[Data lines]:
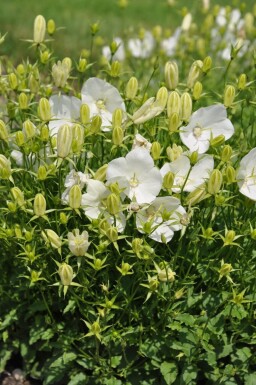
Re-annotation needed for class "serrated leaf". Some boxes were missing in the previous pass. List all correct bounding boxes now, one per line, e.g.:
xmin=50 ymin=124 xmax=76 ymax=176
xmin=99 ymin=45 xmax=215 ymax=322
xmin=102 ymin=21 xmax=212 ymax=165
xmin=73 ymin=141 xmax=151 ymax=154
xmin=160 ymin=361 xmax=178 ymax=385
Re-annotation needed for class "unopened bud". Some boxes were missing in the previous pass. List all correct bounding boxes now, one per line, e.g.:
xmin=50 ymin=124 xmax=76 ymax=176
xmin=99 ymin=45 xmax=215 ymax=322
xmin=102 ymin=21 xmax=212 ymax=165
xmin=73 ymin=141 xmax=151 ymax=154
xmin=180 ymin=92 xmax=192 ymax=122
xmin=125 ymin=76 xmax=139 ymax=100
xmin=58 ymin=262 xmax=74 ymax=286
xmin=57 ymin=124 xmax=72 ymax=158
xmin=224 ymin=85 xmax=236 ymax=107
xmin=207 ymin=169 xmax=223 ymax=195
xmin=33 ymin=15 xmax=46 ymax=44
xmin=38 ymin=98 xmax=52 ymax=121
xmin=34 ymin=193 xmax=46 ymax=217
xmin=164 ymin=61 xmax=179 ymax=90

[Problem to solve]:
Copy all the entries again, changing "previous pass" to "earlier round" and keeping everything else the same. Omit the pictures.

[Output]:
Re-annotation needed for class "serrated leaf". Some boxes were missing in the earlier round. List all correct bounding boxes now, one per line, e.g.:
xmin=50 ymin=124 xmax=76 ymax=176
xmin=99 ymin=45 xmax=215 ymax=322
xmin=102 ymin=21 xmax=212 ymax=165
xmin=73 ymin=141 xmax=151 ymax=154
xmin=160 ymin=361 xmax=178 ymax=385
Re-annotation needed for class "unopened bud". Some boxes were missing in the earlier round. List all correct bounding boxes now, one per line, e.g.:
xmin=50 ymin=124 xmax=76 ymax=176
xmin=99 ymin=45 xmax=215 ymax=322
xmin=102 ymin=21 xmax=212 ymax=165
xmin=73 ymin=141 xmax=151 ymax=154
xmin=180 ymin=92 xmax=192 ymax=122
xmin=125 ymin=76 xmax=139 ymax=100
xmin=58 ymin=262 xmax=74 ymax=286
xmin=57 ymin=124 xmax=72 ymax=158
xmin=224 ymin=85 xmax=236 ymax=107
xmin=207 ymin=169 xmax=223 ymax=195
xmin=33 ymin=15 xmax=46 ymax=44
xmin=38 ymin=98 xmax=52 ymax=121
xmin=34 ymin=193 xmax=46 ymax=217
xmin=164 ymin=61 xmax=179 ymax=90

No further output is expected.